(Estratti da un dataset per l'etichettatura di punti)
- - - - - - -

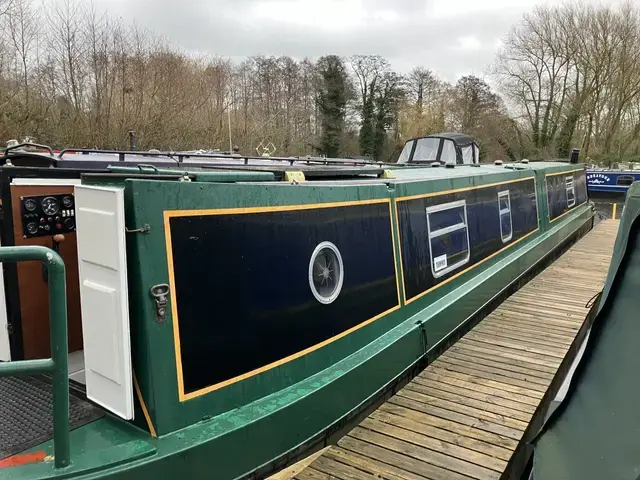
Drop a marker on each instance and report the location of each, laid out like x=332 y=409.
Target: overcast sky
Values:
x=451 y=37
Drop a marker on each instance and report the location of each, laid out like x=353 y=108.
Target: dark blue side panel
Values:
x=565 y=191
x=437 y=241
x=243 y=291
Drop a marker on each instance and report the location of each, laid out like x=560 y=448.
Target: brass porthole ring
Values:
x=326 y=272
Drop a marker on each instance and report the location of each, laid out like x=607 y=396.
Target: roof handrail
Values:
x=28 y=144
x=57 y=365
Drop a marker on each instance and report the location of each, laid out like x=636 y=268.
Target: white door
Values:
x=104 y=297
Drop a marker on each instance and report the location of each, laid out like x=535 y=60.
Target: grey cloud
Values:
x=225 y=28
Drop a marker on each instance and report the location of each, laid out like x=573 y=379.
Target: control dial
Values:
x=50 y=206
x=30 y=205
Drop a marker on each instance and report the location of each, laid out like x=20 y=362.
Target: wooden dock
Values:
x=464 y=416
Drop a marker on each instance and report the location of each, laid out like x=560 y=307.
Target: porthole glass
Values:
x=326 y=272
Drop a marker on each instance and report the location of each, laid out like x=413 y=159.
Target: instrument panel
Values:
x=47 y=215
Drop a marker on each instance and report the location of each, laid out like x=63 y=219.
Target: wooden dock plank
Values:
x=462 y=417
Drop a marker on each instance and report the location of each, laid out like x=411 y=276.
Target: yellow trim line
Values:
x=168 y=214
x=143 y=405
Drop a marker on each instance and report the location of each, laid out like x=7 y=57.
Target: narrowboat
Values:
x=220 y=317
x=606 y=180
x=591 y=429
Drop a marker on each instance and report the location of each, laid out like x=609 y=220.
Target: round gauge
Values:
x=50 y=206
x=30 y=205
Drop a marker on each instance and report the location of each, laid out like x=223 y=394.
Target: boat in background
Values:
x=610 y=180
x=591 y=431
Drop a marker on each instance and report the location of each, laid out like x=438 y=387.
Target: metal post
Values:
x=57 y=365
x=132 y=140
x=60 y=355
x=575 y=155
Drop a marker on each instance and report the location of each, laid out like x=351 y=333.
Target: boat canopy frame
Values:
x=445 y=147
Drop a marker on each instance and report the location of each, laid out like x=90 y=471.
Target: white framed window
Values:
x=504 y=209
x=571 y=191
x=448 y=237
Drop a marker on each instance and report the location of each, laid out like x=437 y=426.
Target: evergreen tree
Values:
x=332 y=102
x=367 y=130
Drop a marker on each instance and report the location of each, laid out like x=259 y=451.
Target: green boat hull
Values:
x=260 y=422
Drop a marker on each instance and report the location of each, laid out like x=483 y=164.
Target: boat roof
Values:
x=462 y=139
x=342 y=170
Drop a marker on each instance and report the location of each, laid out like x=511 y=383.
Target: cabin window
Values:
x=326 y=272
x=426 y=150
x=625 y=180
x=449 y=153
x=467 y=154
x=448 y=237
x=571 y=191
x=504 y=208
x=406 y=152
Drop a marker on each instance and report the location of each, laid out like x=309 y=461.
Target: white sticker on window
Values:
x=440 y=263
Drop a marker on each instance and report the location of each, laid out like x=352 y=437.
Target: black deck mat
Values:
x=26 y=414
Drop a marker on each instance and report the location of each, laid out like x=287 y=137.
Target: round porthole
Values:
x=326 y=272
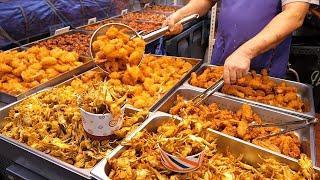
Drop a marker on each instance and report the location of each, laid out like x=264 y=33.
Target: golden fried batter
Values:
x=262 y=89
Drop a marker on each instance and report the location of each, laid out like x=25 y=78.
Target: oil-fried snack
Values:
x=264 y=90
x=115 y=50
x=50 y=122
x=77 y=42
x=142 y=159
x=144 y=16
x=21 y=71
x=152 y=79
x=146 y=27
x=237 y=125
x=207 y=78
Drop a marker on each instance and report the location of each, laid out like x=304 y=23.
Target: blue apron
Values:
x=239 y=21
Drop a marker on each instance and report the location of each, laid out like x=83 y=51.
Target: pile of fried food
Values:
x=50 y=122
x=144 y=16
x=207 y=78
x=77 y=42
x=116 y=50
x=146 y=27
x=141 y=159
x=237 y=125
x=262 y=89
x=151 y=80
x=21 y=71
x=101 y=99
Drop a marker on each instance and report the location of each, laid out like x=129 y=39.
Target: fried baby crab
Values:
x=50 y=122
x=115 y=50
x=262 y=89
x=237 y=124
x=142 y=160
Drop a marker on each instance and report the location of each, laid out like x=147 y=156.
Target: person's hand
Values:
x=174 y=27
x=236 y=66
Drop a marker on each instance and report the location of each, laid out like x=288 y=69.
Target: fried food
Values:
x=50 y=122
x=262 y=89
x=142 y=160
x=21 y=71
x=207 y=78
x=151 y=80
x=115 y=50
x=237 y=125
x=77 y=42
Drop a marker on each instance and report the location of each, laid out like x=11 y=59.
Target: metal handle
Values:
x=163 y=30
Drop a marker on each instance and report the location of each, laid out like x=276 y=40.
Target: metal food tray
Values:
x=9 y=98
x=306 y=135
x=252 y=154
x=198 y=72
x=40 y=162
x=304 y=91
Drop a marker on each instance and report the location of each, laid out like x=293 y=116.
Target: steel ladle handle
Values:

- - - - - - -

Descrizione del problema. Trasforma tutti i dati in un elenco numerato riga per riga, tralasciando le righe vuote. Escludi le immagini dal risultato.

Risultato.
1. Drop a marker on each instance and report the location of each, laid out like x=332 y=409.
2. Target: overcast sky
3. Values:
4. x=451 y=37
5. Drop a marker on each instance and report the location of each, laid out like x=353 y=108.
6. Target: dark blue side panel
7. Values:
8. x=565 y=191
9. x=437 y=241
10. x=243 y=291
11. Drop a marker on each instance and report the location of each, laid out like x=560 y=448.
12. Target: brass porthole ring
13. Values:
14. x=326 y=272
15. Drop a marker on each instance and report the location of each, laid out like x=607 y=396.
16. Target: roof handrail
17. Values:
18. x=28 y=144
19. x=57 y=365
20. Drop a marker on each instance and report the location of each, laid out like x=636 y=268.
21. Target: white door
22. Values:
23. x=104 y=297
24. Drop a marker on each instance and report the location of each, laid out like x=535 y=60.
25. Target: grey cloud
26. Values:
27. x=225 y=28
28. Drop a marker on each instance and report the location of each, laid out like x=573 y=379.
29. Target: control dial
30. Values:
31. x=50 y=206
32. x=30 y=205
33. Drop a marker on each instance and report the location of each, laid out like x=20 y=362.
34. Target: wooden dock
35. Values:
36. x=464 y=416
37. Drop a marker on each instance and report the location of each, laid out like x=560 y=307.
38. Target: porthole glass
39. Values:
40. x=326 y=272
41. Drop a marker on each instance and report the location of each, laid out like x=413 y=159.
42. Target: instrument panel
43. Values:
44. x=47 y=215
45. Drop a marker on each instance and report the location of each, laid out like x=63 y=219.
46. Target: wooden dock plank
47. Values:
48. x=462 y=417
49. Drop a marker on each instance and report the location of each, laid out like x=411 y=276.
50. Target: yellow trim line
51. Values:
52. x=168 y=214
53. x=143 y=405
54. Drop a marker on each instance and report the location of each, laid out like x=7 y=57.
55. Target: narrowboat
56. Values:
57. x=220 y=317
58. x=606 y=180
59. x=591 y=429
60. Drop a marker on each instance and report the location of each, laid out like x=609 y=220.
61. Target: round gauge
62. Values:
63. x=50 y=206
64. x=30 y=205
65. Drop a marker on each instance and report the location of each, laid out like x=223 y=394.
66. Target: boat in background
67. Values:
68. x=610 y=180
69. x=591 y=431
70. Drop a marker on each instance and report the location of each, laid out like x=438 y=387.
71. Target: metal post
72. Values:
73. x=57 y=365
74. x=132 y=140
75. x=60 y=355
76. x=575 y=155
77. Drop a marker on each instance and report the location of each, laid out like x=351 y=333.
78. Target: boat canopy frame
79. Values:
80. x=445 y=147
81. Drop a marker on each instance and report the location of each, laid out like x=90 y=471.
82. Target: white framed window
83. Values:
84. x=504 y=209
85. x=571 y=191
86. x=448 y=237
87. Drop a marker on each instance and report the location of each, laid out like x=437 y=426.
88. Target: evergreen tree
89. Values:
90. x=332 y=102
91. x=367 y=130
92. Drop a marker on each instance and report the location of each, laid out like x=259 y=451.
93. Target: green boat hull
94. Values:
95. x=260 y=422
96. Drop a marker on each instance and report the location of each, laid out like x=483 y=164.
97. Target: boat roof
98. Values:
99. x=462 y=139
100. x=342 y=170
101. Drop a marker on each instance and report the location of each, laid out like x=511 y=383.
102. Target: cabin window
103. Values:
104. x=326 y=272
105. x=426 y=150
106. x=625 y=180
107. x=449 y=153
108. x=467 y=154
109. x=448 y=237
110. x=571 y=191
111. x=504 y=208
112. x=406 y=152
113. Drop a marker on each instance and report the location of each, laid out like x=309 y=461.
114. Target: white sticker on window
115. Values:
116. x=440 y=263
117. Drop a marker on each instance and report the location of each, laid out like x=352 y=437.
118. Target: black deck mat
119. Values:
120. x=26 y=414
121. Drop a marker on each instance and report the location of each, laid out like x=287 y=137.
122. Target: round porthole
123. Values:
124. x=326 y=272
125. Drop a marker on each instance and report the location of each, laid out like x=264 y=33.
126. Target: golden fried batter
127. Values:
128. x=262 y=89
129. Drop a marker on each instance and report the location of each, laid out like x=25 y=78.
130. Target: oil-fried snack
131. Values:
132. x=264 y=90
133. x=115 y=50
134. x=50 y=122
135. x=77 y=42
136. x=142 y=159
137. x=144 y=16
138. x=21 y=71
139. x=152 y=79
140. x=146 y=27
141. x=237 y=125
142. x=207 y=78
143. Drop a marker on each instance and report the location of each, laid out like x=304 y=23.
144. Target: blue apron
145. Values:
146. x=239 y=21
147. Drop a marker on each instance and report the location of each, laid out like x=83 y=51.
148. Target: pile of fried food
149. Values:
150. x=50 y=122
151. x=144 y=16
152. x=207 y=78
153. x=77 y=42
154. x=116 y=50
155. x=146 y=27
156. x=141 y=159
157. x=237 y=125
158. x=262 y=89
159. x=151 y=80
160. x=21 y=71
161. x=101 y=99
162. Drop a marker on each instance and report the location of each, laid out like x=129 y=39.
163. Target: fried baby crab
164. Values:
165. x=50 y=122
166. x=115 y=50
167. x=262 y=89
168. x=237 y=124
169. x=142 y=160
170. Drop a marker on each instance and report the location of each, laid out like x=147 y=156.
171. Target: person's hand
172. Values:
173. x=174 y=27
174. x=236 y=66
175. Drop a marker on each instance and report the location of each, laid out like x=288 y=69.
176. Target: fried food
177. Values:
178. x=50 y=122
179. x=262 y=89
180. x=142 y=160
181. x=21 y=71
182. x=207 y=78
183. x=151 y=80
184. x=115 y=50
185. x=237 y=125
186. x=77 y=42
187. Drop a marker on each instance and report the location of each, laid out like x=11 y=59.
188. Target: metal handle
189. Values:
190. x=163 y=30
191. Drop a marker on each instance and report the location of each, laid out like x=276 y=40.
192. Target: metal food tray
193. Values:
194. x=9 y=98
195. x=306 y=135
196. x=252 y=154
197. x=198 y=72
198. x=40 y=162
199. x=304 y=91
200. Drop a marker on each instance and report the location of each, laid out like x=293 y=116.
201. Target: steel ladle handle
202. Values:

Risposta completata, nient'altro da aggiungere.